──────── Recorded data ────────

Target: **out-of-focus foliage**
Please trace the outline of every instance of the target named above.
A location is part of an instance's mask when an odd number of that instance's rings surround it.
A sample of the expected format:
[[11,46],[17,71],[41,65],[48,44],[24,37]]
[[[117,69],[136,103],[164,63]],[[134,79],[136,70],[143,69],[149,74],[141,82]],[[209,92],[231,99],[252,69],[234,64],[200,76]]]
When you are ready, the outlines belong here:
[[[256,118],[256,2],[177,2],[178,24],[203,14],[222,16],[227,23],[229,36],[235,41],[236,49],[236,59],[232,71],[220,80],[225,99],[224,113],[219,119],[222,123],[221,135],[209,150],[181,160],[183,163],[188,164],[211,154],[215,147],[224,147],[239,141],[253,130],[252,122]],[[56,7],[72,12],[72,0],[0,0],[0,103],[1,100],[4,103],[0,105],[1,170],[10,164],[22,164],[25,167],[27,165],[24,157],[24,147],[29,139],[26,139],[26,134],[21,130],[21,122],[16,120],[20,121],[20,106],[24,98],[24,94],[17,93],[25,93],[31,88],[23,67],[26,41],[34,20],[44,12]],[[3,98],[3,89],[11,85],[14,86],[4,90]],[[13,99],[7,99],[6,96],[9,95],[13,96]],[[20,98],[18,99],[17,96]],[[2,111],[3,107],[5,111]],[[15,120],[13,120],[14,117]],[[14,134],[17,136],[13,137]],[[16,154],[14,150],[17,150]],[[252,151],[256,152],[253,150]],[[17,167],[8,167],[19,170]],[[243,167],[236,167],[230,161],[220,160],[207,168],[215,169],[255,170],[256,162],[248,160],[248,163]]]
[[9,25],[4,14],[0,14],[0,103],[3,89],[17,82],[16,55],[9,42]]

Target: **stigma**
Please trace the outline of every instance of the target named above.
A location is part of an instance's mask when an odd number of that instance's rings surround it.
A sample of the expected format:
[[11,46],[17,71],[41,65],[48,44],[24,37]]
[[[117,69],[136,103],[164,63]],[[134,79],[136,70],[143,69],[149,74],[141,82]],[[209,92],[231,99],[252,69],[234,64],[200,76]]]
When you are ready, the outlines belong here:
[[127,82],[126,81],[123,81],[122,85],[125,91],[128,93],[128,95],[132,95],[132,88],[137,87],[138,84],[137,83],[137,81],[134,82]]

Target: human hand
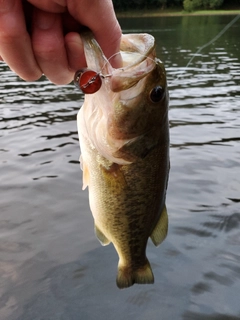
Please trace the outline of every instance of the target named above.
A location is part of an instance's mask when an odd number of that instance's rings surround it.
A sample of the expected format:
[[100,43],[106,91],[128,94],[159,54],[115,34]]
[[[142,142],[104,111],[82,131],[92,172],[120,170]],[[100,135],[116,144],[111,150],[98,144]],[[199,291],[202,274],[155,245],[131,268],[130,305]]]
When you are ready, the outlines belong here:
[[[107,58],[119,52],[121,29],[111,0],[1,0],[0,57],[24,80],[45,74],[55,84],[69,83],[86,66],[82,26]],[[119,55],[111,63],[120,67]]]

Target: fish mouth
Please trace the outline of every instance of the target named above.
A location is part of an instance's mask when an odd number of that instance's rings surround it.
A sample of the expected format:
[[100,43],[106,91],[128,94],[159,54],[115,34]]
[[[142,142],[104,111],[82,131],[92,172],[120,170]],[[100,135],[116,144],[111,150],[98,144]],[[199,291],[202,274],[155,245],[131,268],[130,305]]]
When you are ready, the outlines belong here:
[[[112,92],[122,92],[135,86],[141,90],[140,80],[156,66],[155,39],[149,34],[122,35],[120,52],[116,53],[122,58],[122,67],[118,69],[111,66],[111,58],[108,60],[104,56],[91,32],[85,32],[82,39],[88,67],[107,80],[104,82]],[[137,95],[136,91],[134,96]],[[123,95],[126,99],[133,98],[131,94]]]

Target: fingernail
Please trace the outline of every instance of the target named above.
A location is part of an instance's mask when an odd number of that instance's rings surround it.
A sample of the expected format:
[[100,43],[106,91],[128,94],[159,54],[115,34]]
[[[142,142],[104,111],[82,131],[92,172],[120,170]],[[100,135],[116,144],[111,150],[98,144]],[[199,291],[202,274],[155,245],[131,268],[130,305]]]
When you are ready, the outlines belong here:
[[42,30],[50,29],[56,20],[56,15],[53,13],[37,12],[34,22],[38,28]]

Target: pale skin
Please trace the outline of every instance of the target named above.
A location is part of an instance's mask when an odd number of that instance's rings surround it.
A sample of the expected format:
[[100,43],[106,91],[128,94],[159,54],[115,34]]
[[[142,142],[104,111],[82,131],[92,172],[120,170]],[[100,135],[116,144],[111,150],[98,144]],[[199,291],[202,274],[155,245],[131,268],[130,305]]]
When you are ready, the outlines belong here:
[[[119,52],[121,28],[111,0],[0,0],[0,60],[26,81],[45,74],[67,84],[86,66],[83,26],[107,58]],[[115,68],[119,57],[110,59]]]

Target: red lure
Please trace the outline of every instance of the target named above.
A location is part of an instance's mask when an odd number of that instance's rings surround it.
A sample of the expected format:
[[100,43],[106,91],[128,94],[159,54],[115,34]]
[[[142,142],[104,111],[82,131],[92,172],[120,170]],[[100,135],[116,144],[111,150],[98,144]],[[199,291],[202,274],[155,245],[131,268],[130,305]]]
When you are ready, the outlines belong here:
[[97,92],[102,85],[99,73],[90,69],[80,69],[75,73],[74,84],[83,93],[91,94]]

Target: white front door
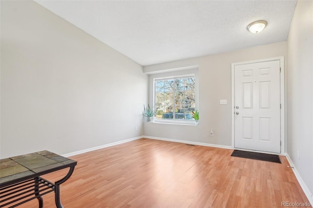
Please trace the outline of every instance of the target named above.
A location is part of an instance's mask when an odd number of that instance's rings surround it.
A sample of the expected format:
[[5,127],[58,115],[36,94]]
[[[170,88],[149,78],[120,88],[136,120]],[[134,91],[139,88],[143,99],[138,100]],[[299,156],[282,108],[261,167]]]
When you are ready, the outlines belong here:
[[234,67],[235,147],[280,152],[280,61]]

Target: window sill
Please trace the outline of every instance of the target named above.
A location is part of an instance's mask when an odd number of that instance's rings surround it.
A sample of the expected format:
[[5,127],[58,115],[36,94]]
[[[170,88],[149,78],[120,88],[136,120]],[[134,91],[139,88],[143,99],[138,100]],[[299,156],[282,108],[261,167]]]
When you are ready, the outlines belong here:
[[154,120],[151,122],[154,124],[174,124],[176,125],[199,125],[198,122],[185,122],[185,121],[158,121]]

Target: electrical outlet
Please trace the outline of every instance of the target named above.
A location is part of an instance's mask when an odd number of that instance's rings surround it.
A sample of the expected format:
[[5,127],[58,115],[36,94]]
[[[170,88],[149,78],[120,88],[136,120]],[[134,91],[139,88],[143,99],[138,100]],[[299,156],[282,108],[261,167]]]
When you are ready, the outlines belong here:
[[214,136],[214,132],[213,131],[213,130],[211,130],[211,132],[210,133],[210,135],[211,135],[211,137],[213,137],[213,136]]

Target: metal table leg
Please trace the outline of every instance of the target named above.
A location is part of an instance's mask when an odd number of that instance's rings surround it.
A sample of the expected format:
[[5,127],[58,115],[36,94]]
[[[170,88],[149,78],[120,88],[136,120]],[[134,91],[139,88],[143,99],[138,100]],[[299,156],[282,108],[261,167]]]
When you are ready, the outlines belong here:
[[44,207],[44,199],[43,199],[43,197],[40,195],[39,193],[39,182],[40,180],[39,180],[39,178],[37,177],[34,178],[35,180],[35,195],[37,197],[37,198],[38,199],[39,202],[39,208],[43,208]]
[[[76,164],[75,164],[76,165]],[[60,197],[60,185],[65,182],[70,177],[74,171],[75,166],[71,166],[69,167],[68,172],[65,177],[62,179],[57,181],[54,183],[54,197],[55,199],[55,205],[57,208],[63,208],[63,206],[61,203],[61,198]]]

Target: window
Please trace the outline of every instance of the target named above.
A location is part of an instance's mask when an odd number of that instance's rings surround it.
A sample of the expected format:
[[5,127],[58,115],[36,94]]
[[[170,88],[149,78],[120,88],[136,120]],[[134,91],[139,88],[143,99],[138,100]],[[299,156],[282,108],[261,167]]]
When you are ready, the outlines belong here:
[[195,74],[155,78],[154,82],[156,121],[194,123],[192,112],[196,108]]

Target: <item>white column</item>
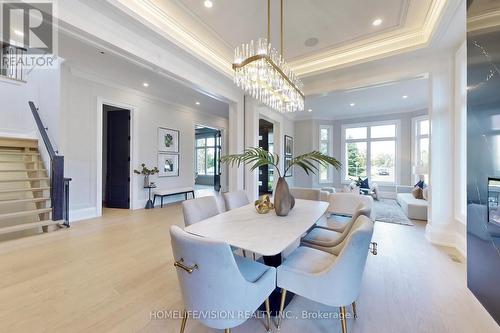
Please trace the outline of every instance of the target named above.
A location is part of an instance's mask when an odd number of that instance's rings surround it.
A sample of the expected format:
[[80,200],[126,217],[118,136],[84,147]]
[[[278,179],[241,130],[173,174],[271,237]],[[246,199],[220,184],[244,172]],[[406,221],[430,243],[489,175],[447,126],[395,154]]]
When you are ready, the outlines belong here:
[[430,74],[430,172],[426,237],[440,245],[455,245],[453,224],[453,99],[454,61],[437,59]]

────────

# Task
Copy verbatim the span that begins at the line containing "Target: <item>white column</item>" and ends at the last line of the material, inclusive of both; exclude pictures.

# Answer to the exercise
Target: <item>white column</item>
Please trace the outline of every instance of the target named above.
A location is part of an instance's mask when an odd number of that instance's rings surround it.
A sample of the expected format:
[[80,200],[126,217],[118,136],[84,147]]
[[[278,179],[241,130],[173,174],[271,237]],[[246,199],[220,184],[244,172]],[[406,221],[430,243],[489,175],[447,126],[395,154]]]
When you are ready, the outlines belong here:
[[430,74],[430,172],[426,237],[440,245],[455,245],[453,224],[453,99],[454,61],[437,59]]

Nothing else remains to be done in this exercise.